_Given data_
================================

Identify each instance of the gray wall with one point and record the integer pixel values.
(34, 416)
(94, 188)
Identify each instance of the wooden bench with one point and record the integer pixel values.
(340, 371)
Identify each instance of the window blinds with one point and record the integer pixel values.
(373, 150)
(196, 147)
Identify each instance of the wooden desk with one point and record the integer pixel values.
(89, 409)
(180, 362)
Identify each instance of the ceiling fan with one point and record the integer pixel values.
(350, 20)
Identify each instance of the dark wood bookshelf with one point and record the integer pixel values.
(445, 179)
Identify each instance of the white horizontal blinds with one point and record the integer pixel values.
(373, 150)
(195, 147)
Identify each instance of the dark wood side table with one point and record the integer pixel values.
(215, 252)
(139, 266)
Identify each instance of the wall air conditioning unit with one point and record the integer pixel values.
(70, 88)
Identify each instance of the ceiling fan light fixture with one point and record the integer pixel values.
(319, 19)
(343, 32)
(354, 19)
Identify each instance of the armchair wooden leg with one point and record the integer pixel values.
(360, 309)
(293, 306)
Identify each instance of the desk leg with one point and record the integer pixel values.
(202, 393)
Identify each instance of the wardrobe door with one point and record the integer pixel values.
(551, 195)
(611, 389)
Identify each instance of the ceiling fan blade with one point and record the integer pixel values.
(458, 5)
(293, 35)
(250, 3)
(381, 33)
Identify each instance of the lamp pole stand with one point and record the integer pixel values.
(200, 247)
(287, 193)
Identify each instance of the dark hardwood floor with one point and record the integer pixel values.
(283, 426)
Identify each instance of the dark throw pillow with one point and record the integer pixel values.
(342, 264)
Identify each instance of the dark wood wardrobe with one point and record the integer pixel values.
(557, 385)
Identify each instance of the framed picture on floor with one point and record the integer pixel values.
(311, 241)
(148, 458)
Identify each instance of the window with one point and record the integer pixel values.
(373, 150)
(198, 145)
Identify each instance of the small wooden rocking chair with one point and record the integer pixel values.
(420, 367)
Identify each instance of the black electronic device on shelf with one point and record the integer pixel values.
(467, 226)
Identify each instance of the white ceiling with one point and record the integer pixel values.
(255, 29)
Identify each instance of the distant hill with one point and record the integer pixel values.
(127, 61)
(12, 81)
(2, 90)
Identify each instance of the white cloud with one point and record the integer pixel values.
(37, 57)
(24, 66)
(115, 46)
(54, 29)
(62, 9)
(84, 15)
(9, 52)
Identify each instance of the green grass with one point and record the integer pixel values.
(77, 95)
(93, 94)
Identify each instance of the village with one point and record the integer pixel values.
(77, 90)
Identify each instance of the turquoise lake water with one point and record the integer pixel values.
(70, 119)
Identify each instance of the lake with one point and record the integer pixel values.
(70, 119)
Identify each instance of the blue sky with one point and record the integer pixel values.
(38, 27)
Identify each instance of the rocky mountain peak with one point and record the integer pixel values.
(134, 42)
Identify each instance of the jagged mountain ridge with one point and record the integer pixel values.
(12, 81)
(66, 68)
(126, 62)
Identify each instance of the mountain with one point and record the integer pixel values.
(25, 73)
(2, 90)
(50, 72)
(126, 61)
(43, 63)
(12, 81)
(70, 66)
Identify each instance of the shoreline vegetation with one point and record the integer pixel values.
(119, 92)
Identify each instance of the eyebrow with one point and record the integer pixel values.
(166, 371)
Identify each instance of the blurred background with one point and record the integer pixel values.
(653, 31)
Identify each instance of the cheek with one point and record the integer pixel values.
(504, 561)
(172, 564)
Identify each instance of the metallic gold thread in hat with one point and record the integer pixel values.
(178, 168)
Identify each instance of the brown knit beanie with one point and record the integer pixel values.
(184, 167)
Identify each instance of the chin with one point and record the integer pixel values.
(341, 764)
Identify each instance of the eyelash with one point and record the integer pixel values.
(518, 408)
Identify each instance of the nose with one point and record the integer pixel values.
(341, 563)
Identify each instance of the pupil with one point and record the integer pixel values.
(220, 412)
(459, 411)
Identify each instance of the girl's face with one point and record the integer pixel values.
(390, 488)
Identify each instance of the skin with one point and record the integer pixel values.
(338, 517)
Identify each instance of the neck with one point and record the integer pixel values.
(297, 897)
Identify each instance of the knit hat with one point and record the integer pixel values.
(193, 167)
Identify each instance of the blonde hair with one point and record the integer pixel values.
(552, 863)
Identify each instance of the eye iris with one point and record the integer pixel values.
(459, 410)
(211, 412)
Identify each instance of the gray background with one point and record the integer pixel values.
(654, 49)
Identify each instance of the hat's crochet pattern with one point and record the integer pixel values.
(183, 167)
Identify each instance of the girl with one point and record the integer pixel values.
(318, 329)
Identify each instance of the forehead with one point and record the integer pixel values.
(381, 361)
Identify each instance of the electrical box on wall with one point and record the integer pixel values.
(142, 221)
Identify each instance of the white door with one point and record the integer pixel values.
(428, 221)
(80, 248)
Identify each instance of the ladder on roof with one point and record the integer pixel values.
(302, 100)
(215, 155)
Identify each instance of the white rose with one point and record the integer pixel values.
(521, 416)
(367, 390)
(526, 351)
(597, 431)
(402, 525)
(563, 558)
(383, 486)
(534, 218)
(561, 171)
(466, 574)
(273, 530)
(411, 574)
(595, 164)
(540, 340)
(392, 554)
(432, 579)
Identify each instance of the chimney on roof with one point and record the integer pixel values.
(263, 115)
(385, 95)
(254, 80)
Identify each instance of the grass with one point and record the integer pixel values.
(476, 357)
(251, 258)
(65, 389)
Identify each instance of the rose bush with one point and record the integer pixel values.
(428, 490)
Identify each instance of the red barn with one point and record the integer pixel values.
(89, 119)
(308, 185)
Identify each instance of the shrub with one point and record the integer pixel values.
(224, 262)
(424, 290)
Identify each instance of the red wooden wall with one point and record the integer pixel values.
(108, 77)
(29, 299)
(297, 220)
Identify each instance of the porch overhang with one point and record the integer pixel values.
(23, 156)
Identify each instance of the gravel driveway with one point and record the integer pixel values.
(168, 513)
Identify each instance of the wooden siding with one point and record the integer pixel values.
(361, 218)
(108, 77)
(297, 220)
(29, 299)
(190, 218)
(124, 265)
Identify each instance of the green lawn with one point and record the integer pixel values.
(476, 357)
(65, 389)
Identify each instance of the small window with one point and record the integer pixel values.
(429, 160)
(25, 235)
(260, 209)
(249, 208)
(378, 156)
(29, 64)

================================

_The problem_
Each entry must be reproduced verbatim.

_Output for this task_
Identify each instance of the gray wall with one point and record the integer pixel values.
(34, 416)
(94, 188)
Identify each instance of the wooden bench with one point and record the integer pixel values.
(340, 371)
Identify each instance of the window blinds with one point and record the integer pixel values.
(373, 150)
(196, 147)
Identify each instance of the wooden desk with one point and record the integer pixel values.
(89, 409)
(180, 362)
Identify each instance of the ceiling fan with one point and record the integer pixel values.
(350, 20)
Identify each instance of the dark wood bookshelf with one point and record the integer pixel values.
(445, 179)
Identify each instance of the white horizontal blinds with one point and record the integer pixel values.
(373, 150)
(195, 147)
Identify each instance of the dark wood side table with one point and record the integer pixel values.
(215, 252)
(139, 266)
Identify each instance of the wall air conditioning unit with one point and record the integer pixel values.
(70, 88)
Identify each instance of the ceiling fan light fixture with one point and record the integer pixel values.
(319, 19)
(343, 32)
(354, 19)
Identify each instance of the armchair wooden leg with one point and record the integer pixel values.
(360, 309)
(293, 306)
Identify each instance of the desk leg with one point and record the integer pixel values.
(202, 393)
Identify each instance of the wardrobe door with one point and record the integer pixel values.
(551, 195)
(611, 389)
Identify each instance of the ceiling fan blade with one point and record the integer pixel values.
(458, 5)
(293, 35)
(250, 3)
(381, 33)
Identify each instance of the lamp pole stand with one point and record the integer pixel values.
(200, 247)
(287, 193)
Identify each instance of the dark hardwood floor with one point and record the integer pixel values.
(283, 426)
Identify each instance of the dark throw pillow with one point and record the integer pixel values.
(342, 264)
Identify each instance of the dark wood wardrobe with one point and record the integer pixel values.
(557, 385)
Identify each instance of the framed picture on floor with one point and record the integer pixel values.
(311, 241)
(148, 458)
Identify each instance of the window with one point and record the integer pixel values.
(373, 150)
(198, 145)
Identify each instance of the small wooden rocking chair with one point and record the integer pixel values.
(420, 367)
Identify each instance of the black electronic device on shelf with one point and record the integer pixel values.
(467, 226)
Identify each instance of the white ceiling with one point and record the integer pixel values.
(255, 29)
Identify each instance of the distant hill with one point and record the integer pixel values.
(127, 61)
(12, 81)
(2, 90)
Identify each instance of the white cloud with one point and record the integer pixel values.
(37, 57)
(24, 66)
(115, 46)
(54, 29)
(62, 9)
(84, 15)
(9, 52)
Identify each instance of the green grass with one point and record the integer pixel values.
(77, 95)
(93, 94)
Identify each instance of the village with one point and record the integer pixel values.
(77, 90)
Identify each instance of the turquoise lake water with one point and record the integer pixel values.
(70, 119)
Identify each instance of the lake with one point and record the integer pixel values.
(70, 119)
Identify each instance of the blue sky with one point and record the integer pixel values.
(38, 27)
Identify each instance of the rocky mountain peak with one point and record the integer pixel values.
(134, 42)
Identify each instance of the jagged mountain ridge with one point and record the integer pixel values.
(12, 81)
(66, 68)
(126, 62)
Identify each instance of the mountain with one point and record the integer pixel values.
(25, 73)
(2, 90)
(50, 72)
(126, 61)
(43, 63)
(12, 81)
(70, 66)
Identify each instance of the shoreline vegetation with one point and record the integer pixel values.
(119, 92)
Identify each instance of the eyebrow with one point and record the integer pixel values.
(166, 371)
Identify each instance of the blurred background with one point and record the integer pixel values.
(653, 31)
Identify each instance of the cheek with one point and record the integer pixel values.
(504, 561)
(172, 564)
Identify each instance of the metallic gold thread in hat with one point and record the integer pixel values.
(178, 168)
Identify each instance of the brown knit beanie with one point and record the integer pixel values.
(184, 167)
Identify each instance of the chin with one point and record the integer pixel values.
(341, 764)
Identify each instance of the eyelash with one point and record the integer pixel values.
(518, 408)
Identify each instance of the nose with one point and record the integer pixel values.
(341, 563)
Identify each instance of the pupil with one point and record the integer pixel values.
(220, 412)
(459, 411)
Identify each instance of the girl's face with one point and record the integer pixel values.
(390, 488)
Identify each instance of the skin with one point and record the integer pixel values.
(338, 517)
Identify each instance of the neck with one point and record the integer pixel values.
(297, 897)
Identify each instance of the knit hat with one point and record the integer pixel values.
(193, 167)
Identify each instance of the blonde hair with one point and record the integer pixel values.
(552, 863)
Identify each instance of the eye iris with one point and record the integer pixel values.
(459, 410)
(211, 412)
Identify each instance of the gray background with one point and record the integer pixel values.
(654, 49)
Identify each instance of the hat's crochet pattern with one point and record the integer pixel values.
(183, 167)
Identify each instance of the girl with one point and record the integer pixel values.
(318, 329)
Identify each instance of the forehead with one point and record the integer pixel values.
(381, 361)
Identify each instance of the electrical box on wall with one point and record the integer pixel values.
(142, 221)
Identify each instance of the white door with one point and record the integer pixel values.
(428, 221)
(80, 248)
Identify each instance of the ladder on roof with one point and record the integer pixel values.
(302, 100)
(215, 155)
Identify each instance of the white rose with one point and record the integer pixel values.
(521, 416)
(367, 390)
(526, 351)
(597, 431)
(402, 525)
(563, 558)
(383, 486)
(534, 218)
(561, 171)
(466, 574)
(273, 530)
(411, 574)
(595, 164)
(540, 340)
(392, 554)
(432, 579)
Identify each instance of the chimney on roof with one point and record the integer pixel values.
(263, 115)
(385, 95)
(254, 80)
Identify each instance of the grass with one point and record the integer pixel values.
(476, 357)
(251, 258)
(65, 389)
Identify each instance of the rose bush with one point and record the integer pixel values.
(428, 490)
Identify each instance of the red barn with one point and record the integer pixel values.
(89, 119)
(308, 185)
Identify each instance of the shrub with one point and record the integer pixel values.
(224, 262)
(424, 290)
Identify each instance of the red wooden wall with one point and record the integer pixel values.
(108, 77)
(29, 299)
(297, 220)
Identify each instance of the porch overhang with one point and record the integer pixel values.
(23, 156)
Identify each instance of the gravel driveway with one point and record the integer pixel values.
(168, 513)
Identify each instance of the wooden siding with one point and record the integer pixel values.
(361, 218)
(108, 77)
(297, 220)
(29, 299)
(190, 218)
(124, 265)
Identify each instance of the green lawn with one point and record the integer pixel values.
(476, 357)
(65, 389)
Identify each instance of the small window with one point and record the integer pixel values.
(429, 160)
(25, 235)
(260, 209)
(249, 208)
(378, 156)
(29, 64)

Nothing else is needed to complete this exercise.